BEGIN

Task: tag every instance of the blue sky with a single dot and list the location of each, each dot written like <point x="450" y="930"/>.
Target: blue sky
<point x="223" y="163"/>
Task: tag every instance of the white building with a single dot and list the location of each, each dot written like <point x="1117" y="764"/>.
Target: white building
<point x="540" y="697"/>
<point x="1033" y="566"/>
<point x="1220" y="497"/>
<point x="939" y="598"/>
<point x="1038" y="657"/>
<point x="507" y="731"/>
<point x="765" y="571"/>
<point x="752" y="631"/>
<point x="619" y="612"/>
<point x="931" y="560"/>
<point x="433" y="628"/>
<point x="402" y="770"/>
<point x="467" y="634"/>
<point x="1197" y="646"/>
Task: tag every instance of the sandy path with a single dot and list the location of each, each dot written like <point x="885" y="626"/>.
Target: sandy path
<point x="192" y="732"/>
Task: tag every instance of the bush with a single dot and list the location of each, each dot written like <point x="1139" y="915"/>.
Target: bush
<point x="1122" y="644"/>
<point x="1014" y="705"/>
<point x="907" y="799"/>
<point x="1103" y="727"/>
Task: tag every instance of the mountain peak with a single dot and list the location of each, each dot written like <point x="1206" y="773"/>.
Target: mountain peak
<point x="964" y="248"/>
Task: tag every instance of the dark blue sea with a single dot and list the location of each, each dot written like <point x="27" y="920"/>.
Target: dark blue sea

END

GOAL OF THE EXERCISE >> Print exactly the lines between the line with "Task: tag every instance of the sandy" and the final line of the records above, both included.

SOLUTION >>
Task: tag every instance of the sandy path with a single dot and list the location of each, each dot written like <point x="885" y="626"/>.
Target: sandy path
<point x="192" y="732"/>
Task: tag every instance of the bush with a single dot and list the location of each, each dot written like <point x="1139" y="915"/>.
Target: bush
<point x="1122" y="644"/>
<point x="1014" y="705"/>
<point x="907" y="799"/>
<point x="1103" y="727"/>
Task: tag every instance of the mountain peak with a single dot and list the location of each, each dot written like <point x="1206" y="773"/>.
Target: mountain peak
<point x="964" y="248"/>
Task: tag every instance of the dark blue sea with a single dot and list the location of each, each dot written like <point x="27" y="920"/>.
Target: dark blue sea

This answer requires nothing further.